PROBLEM REQUIREMENTS:
If a line below contains the string "surface", return that line.
** Opening DATA SUPPLIED block **
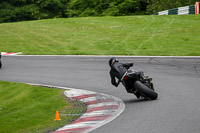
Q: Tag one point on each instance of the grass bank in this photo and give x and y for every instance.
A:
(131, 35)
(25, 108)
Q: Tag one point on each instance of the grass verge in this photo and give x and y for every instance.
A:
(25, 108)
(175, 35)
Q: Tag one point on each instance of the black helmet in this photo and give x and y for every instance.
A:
** Closing DATA SUPPLIED block **
** Opening DATA SUPPLIED block **
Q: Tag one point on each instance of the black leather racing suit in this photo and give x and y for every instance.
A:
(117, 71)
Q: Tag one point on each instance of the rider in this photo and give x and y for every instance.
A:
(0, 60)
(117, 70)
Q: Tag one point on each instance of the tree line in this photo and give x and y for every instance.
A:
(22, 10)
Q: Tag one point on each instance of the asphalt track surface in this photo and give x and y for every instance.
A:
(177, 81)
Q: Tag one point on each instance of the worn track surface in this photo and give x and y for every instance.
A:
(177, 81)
** Closing DATA SUPPLIED block **
** Opening DATA SUPPLIED block **
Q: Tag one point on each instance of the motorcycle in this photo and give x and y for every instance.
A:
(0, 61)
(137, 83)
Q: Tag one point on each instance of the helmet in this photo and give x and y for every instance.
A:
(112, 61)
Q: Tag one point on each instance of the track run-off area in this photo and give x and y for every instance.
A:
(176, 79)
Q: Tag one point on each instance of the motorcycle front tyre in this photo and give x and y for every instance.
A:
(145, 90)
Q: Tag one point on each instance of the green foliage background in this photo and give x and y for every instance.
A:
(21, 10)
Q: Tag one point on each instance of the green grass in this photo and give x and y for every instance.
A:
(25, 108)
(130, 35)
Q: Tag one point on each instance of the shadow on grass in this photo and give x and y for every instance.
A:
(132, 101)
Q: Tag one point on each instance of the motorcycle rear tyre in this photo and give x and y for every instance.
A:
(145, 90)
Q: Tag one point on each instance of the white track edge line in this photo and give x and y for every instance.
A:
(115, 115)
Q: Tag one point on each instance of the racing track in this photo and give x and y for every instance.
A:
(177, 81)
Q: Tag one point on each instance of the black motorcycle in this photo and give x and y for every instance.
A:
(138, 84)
** Closing DATA SUPPLIED block **
SOLUTION FOR THIS EXERCISE:
Q: Tag one point on each instance of the asphalt track surface in this photo and give x and y for every instance.
Q: Tag one point on each instance of the worn track surface in this photo and give x and y for every instance.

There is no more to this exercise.